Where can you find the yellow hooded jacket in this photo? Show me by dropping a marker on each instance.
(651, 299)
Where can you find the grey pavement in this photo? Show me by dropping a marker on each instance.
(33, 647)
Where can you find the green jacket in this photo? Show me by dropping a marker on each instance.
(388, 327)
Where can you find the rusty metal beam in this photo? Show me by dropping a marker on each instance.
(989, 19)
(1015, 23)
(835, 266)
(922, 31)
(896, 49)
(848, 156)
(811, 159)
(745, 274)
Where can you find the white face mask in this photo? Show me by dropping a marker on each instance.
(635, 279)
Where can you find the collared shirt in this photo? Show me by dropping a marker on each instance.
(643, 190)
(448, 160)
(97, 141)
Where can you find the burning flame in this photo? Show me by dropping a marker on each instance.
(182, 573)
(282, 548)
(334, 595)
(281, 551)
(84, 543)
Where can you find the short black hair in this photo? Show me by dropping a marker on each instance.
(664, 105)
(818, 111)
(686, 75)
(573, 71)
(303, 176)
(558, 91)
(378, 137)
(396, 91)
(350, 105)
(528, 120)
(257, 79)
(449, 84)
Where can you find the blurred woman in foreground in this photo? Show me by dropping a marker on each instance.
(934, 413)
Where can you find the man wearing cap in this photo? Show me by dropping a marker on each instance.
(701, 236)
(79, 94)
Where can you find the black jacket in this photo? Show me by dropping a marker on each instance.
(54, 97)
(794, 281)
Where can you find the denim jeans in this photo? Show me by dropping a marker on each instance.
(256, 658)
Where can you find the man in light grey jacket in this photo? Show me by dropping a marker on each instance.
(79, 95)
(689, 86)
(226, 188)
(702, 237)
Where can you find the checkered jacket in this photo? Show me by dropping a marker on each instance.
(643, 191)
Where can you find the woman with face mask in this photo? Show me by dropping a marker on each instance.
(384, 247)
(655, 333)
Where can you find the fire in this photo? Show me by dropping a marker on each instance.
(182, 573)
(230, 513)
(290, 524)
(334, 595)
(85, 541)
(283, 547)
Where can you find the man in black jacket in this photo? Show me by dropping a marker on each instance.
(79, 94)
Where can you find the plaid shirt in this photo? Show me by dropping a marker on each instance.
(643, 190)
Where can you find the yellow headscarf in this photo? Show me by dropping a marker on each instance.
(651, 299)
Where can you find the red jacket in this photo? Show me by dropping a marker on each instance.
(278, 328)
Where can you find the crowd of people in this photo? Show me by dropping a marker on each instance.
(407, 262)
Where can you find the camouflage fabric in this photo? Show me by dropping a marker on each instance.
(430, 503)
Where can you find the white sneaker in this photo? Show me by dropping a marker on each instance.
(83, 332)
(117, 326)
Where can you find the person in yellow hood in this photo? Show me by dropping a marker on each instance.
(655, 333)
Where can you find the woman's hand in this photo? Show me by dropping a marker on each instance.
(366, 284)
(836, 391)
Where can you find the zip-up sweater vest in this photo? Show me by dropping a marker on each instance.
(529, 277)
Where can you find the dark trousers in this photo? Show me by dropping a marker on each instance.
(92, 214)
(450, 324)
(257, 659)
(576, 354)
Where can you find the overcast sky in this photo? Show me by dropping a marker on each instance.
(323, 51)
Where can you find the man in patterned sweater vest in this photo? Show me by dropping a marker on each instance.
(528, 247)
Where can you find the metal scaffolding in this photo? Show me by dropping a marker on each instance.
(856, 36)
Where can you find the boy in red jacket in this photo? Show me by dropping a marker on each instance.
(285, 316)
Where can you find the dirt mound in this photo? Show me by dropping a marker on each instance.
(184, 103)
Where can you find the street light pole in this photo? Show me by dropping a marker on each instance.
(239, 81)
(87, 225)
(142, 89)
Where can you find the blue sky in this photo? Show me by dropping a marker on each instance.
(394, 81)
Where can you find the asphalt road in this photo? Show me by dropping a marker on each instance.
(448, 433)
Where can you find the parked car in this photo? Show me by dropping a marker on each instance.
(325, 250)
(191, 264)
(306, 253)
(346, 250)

■ ■ ■ ■ ■ ■ ■

Nothing before the line holding "Where can you find the boy" belongs in the answer. Repeat that line and the rest of the listing exactly.

● **Answer to this problem**
Where can you find the boy in red jacket in this photo? Show me by dropping a marker on each instance.
(285, 316)
Where can you find the dirt mound in this photo? Show me by dropping a marker on each instance.
(184, 103)
Where can you find the street light pole in this photo? Show me by dropping a marker on each instance.
(239, 81)
(87, 225)
(142, 89)
Where can you find the blue sky in this photo? Show me by dropping a marker on each instance.
(394, 81)
Where can you find the asphalt road in this photo? Show me by dropping a marker on each instance.
(448, 433)
Where can you find the parked car in this photo? Show me by dropping a marker on each instance.
(325, 250)
(191, 264)
(306, 253)
(346, 250)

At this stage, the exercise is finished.